══ SOURCE RECORDS
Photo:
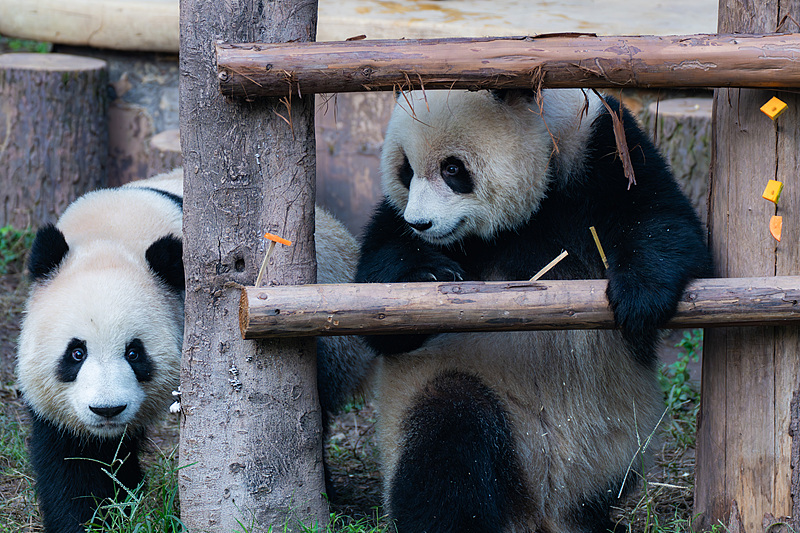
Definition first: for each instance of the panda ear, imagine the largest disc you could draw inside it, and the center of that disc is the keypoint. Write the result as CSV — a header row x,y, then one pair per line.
x,y
513,96
165,257
48,250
════
» TASK INSTRUCTIONS:
Write out the data word for word. Any picture is to be skipped.

» SOLUTION:
Photo:
Definition first: for each instance of the panda ear, imagine the largest disc you could draw inside it, and the center of that disc is the keypoint. Write the result as CSV — a header row x,y, then one pair per line.
x,y
513,96
165,257
48,250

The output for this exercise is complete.